JOB: Locate every line in the records below that contains the word "frost" and copy each one. Case counts.

─── PROVIDED INFORMATION

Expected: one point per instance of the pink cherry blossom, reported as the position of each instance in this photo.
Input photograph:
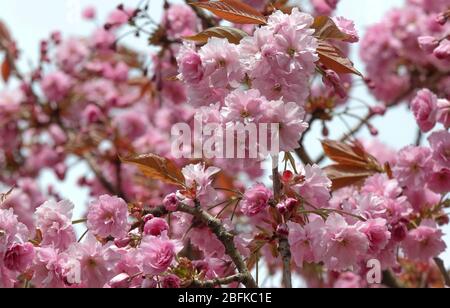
(314, 185)
(158, 253)
(256, 199)
(108, 216)
(424, 107)
(413, 166)
(54, 220)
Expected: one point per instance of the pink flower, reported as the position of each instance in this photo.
(443, 114)
(347, 27)
(443, 50)
(56, 86)
(49, 268)
(290, 118)
(199, 178)
(345, 244)
(96, 262)
(131, 125)
(440, 144)
(179, 21)
(324, 7)
(413, 166)
(108, 216)
(71, 54)
(119, 17)
(157, 254)
(156, 226)
(439, 181)
(306, 241)
(171, 282)
(89, 13)
(378, 234)
(424, 243)
(190, 64)
(256, 199)
(10, 230)
(424, 107)
(313, 185)
(19, 257)
(55, 222)
(221, 62)
(428, 43)
(348, 280)
(171, 202)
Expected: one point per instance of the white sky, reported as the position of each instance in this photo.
(32, 20)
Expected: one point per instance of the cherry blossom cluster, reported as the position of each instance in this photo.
(399, 53)
(154, 221)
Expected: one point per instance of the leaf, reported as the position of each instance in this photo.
(158, 168)
(332, 58)
(344, 175)
(6, 70)
(353, 166)
(234, 11)
(326, 28)
(233, 35)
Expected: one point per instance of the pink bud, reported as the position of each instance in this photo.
(121, 281)
(428, 43)
(19, 257)
(171, 202)
(122, 243)
(283, 230)
(443, 50)
(155, 226)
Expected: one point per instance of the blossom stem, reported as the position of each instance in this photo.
(225, 237)
(445, 274)
(218, 282)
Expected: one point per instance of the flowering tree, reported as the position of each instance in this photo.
(167, 214)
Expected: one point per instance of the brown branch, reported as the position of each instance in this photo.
(225, 237)
(390, 281)
(304, 156)
(217, 282)
(445, 274)
(283, 243)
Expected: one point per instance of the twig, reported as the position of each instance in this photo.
(225, 237)
(440, 264)
(217, 282)
(283, 243)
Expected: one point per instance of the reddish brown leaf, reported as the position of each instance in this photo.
(6, 70)
(233, 35)
(332, 58)
(346, 154)
(234, 11)
(158, 168)
(353, 166)
(327, 29)
(344, 175)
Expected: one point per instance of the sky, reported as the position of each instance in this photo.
(32, 20)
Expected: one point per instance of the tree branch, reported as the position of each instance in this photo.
(225, 237)
(440, 264)
(283, 243)
(217, 282)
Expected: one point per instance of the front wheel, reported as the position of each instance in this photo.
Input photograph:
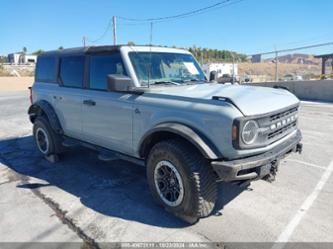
(181, 179)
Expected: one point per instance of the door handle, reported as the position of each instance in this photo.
(89, 102)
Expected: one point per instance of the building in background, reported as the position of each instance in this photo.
(220, 69)
(21, 58)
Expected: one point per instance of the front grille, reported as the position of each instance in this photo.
(278, 125)
(281, 131)
(283, 114)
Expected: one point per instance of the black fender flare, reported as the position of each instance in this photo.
(206, 147)
(42, 106)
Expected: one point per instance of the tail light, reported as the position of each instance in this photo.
(30, 97)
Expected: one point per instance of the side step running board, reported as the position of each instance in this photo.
(104, 154)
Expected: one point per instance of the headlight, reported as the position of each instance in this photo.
(250, 132)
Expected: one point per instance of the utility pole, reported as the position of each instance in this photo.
(84, 41)
(233, 68)
(114, 22)
(276, 66)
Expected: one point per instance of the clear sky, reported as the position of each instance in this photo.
(249, 26)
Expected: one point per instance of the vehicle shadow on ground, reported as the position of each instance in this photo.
(116, 188)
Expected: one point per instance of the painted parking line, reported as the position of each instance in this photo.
(306, 163)
(288, 231)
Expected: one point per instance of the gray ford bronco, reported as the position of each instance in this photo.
(154, 106)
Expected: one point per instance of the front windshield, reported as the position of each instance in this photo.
(166, 68)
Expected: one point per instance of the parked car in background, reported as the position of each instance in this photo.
(227, 78)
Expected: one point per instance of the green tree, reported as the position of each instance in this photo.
(38, 52)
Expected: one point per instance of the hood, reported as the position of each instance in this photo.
(250, 100)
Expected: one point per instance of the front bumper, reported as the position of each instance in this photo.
(258, 166)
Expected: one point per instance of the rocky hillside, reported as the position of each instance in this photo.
(304, 59)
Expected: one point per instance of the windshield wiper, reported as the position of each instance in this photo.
(165, 82)
(191, 81)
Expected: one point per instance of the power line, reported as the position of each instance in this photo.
(215, 6)
(103, 34)
(294, 49)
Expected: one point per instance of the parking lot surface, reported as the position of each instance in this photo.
(82, 198)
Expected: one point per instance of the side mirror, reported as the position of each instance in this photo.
(213, 76)
(119, 83)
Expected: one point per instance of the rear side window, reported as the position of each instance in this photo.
(46, 69)
(101, 66)
(72, 71)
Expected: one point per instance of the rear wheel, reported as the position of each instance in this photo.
(181, 179)
(47, 141)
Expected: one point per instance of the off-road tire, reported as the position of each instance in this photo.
(55, 147)
(199, 180)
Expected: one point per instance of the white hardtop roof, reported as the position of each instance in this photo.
(153, 49)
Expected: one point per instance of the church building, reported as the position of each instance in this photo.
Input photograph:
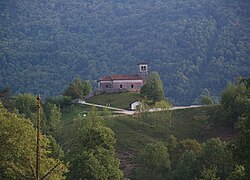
(119, 83)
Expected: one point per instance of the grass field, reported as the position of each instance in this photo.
(119, 100)
(133, 133)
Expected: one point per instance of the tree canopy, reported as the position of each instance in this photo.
(18, 150)
(153, 89)
(194, 45)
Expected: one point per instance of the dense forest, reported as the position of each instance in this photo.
(80, 142)
(196, 45)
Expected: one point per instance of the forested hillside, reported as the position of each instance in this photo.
(196, 45)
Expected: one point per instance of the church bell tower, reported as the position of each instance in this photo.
(143, 70)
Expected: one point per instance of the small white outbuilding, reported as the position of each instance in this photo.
(133, 105)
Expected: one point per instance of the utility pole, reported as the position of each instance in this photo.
(38, 136)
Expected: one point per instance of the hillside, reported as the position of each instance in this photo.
(133, 133)
(196, 46)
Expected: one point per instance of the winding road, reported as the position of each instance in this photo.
(128, 112)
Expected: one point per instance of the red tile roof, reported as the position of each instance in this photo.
(121, 77)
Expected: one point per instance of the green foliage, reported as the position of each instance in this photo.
(238, 173)
(96, 159)
(18, 150)
(235, 100)
(78, 89)
(154, 162)
(206, 100)
(188, 166)
(119, 100)
(242, 144)
(26, 105)
(198, 45)
(215, 154)
(209, 173)
(153, 89)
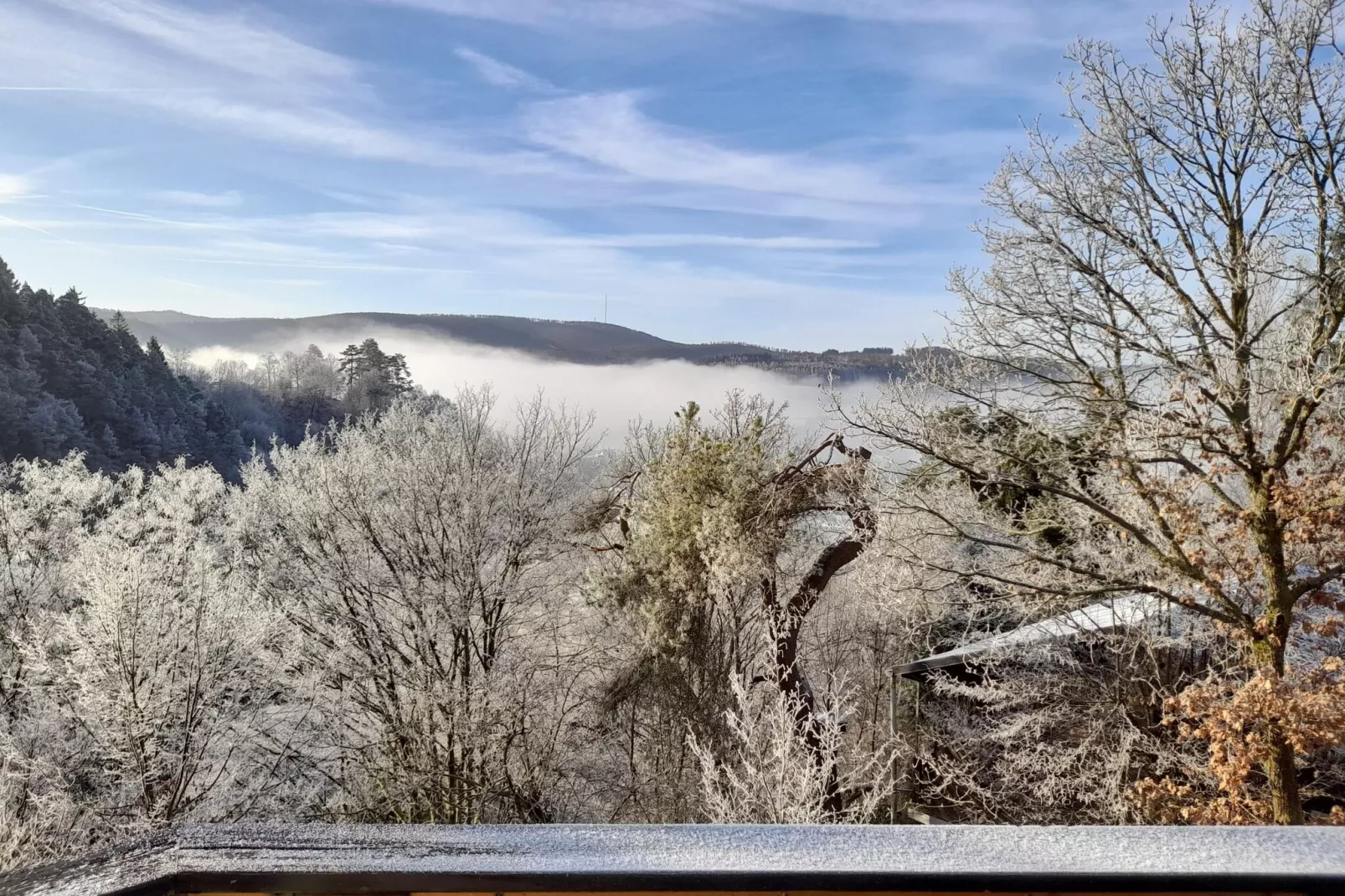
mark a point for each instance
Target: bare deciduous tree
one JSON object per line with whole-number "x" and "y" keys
{"x": 1157, "y": 346}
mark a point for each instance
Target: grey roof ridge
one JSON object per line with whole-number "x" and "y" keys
{"x": 652, "y": 857}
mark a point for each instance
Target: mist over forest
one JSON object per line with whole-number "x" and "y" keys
{"x": 1080, "y": 565}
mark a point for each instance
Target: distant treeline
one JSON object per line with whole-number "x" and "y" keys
{"x": 70, "y": 381}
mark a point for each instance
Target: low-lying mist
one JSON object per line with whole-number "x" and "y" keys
{"x": 616, "y": 394}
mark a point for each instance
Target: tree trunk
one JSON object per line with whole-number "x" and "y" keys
{"x": 1281, "y": 770}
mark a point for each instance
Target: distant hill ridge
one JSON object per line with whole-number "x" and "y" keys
{"x": 572, "y": 341}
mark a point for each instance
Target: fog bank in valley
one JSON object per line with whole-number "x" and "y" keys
{"x": 616, "y": 394}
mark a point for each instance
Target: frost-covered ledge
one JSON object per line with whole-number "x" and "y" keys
{"x": 512, "y": 858}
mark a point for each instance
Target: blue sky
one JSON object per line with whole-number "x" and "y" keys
{"x": 790, "y": 173}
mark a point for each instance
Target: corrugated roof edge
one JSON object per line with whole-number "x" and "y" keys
{"x": 1103, "y": 616}
{"x": 628, "y": 857}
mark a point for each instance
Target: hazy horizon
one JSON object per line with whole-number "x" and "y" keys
{"x": 770, "y": 171}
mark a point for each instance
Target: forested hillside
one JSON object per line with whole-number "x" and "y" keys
{"x": 1083, "y": 567}
{"x": 73, "y": 383}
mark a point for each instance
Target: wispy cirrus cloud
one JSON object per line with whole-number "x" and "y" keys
{"x": 13, "y": 188}
{"x": 501, "y": 73}
{"x": 228, "y": 42}
{"x": 611, "y": 131}
{"x": 226, "y": 199}
{"x": 652, "y": 13}
{"x": 763, "y": 162}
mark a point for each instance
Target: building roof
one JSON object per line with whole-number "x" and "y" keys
{"x": 385, "y": 858}
{"x": 1105, "y": 616}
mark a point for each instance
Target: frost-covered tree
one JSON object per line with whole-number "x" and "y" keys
{"x": 1158, "y": 343}
{"x": 717, "y": 532}
{"x": 421, "y": 557}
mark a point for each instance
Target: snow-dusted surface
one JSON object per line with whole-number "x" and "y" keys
{"x": 721, "y": 857}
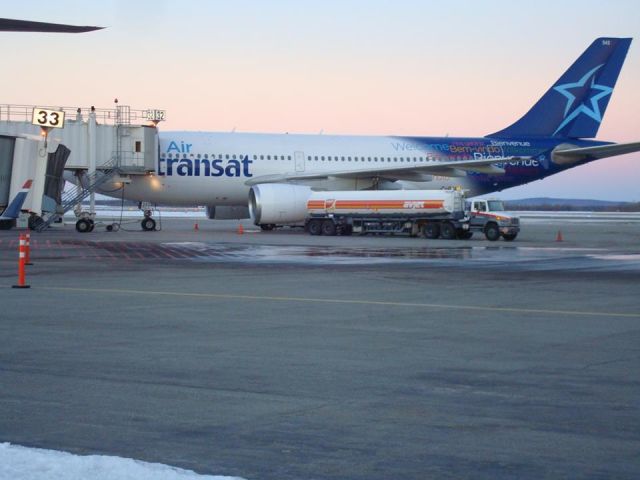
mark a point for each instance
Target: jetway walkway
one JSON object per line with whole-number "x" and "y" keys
{"x": 96, "y": 137}
{"x": 99, "y": 143}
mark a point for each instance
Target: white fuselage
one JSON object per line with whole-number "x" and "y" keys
{"x": 202, "y": 168}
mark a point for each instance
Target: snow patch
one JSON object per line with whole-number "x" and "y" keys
{"x": 22, "y": 463}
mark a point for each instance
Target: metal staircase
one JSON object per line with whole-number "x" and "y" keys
{"x": 88, "y": 185}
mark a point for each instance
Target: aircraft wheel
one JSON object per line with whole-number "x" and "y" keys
{"x": 83, "y": 226}
{"x": 148, "y": 224}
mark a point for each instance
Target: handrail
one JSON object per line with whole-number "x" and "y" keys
{"x": 110, "y": 116}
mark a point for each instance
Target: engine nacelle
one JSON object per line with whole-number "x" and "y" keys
{"x": 227, "y": 212}
{"x": 278, "y": 203}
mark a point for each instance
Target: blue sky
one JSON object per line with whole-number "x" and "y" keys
{"x": 347, "y": 67}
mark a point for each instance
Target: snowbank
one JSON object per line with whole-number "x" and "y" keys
{"x": 22, "y": 463}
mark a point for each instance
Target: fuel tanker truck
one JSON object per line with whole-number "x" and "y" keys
{"x": 433, "y": 213}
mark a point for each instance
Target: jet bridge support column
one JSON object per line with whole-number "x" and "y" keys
{"x": 93, "y": 139}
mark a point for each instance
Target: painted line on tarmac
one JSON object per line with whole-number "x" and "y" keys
{"x": 341, "y": 302}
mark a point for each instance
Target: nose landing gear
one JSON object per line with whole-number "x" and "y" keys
{"x": 148, "y": 224}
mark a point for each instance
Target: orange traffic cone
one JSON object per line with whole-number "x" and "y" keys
{"x": 22, "y": 283}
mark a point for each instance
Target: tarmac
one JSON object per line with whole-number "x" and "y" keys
{"x": 277, "y": 355}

──────

EXERCISE ANSWER:
Target: frost-covered ledge
Target: frost-covered tree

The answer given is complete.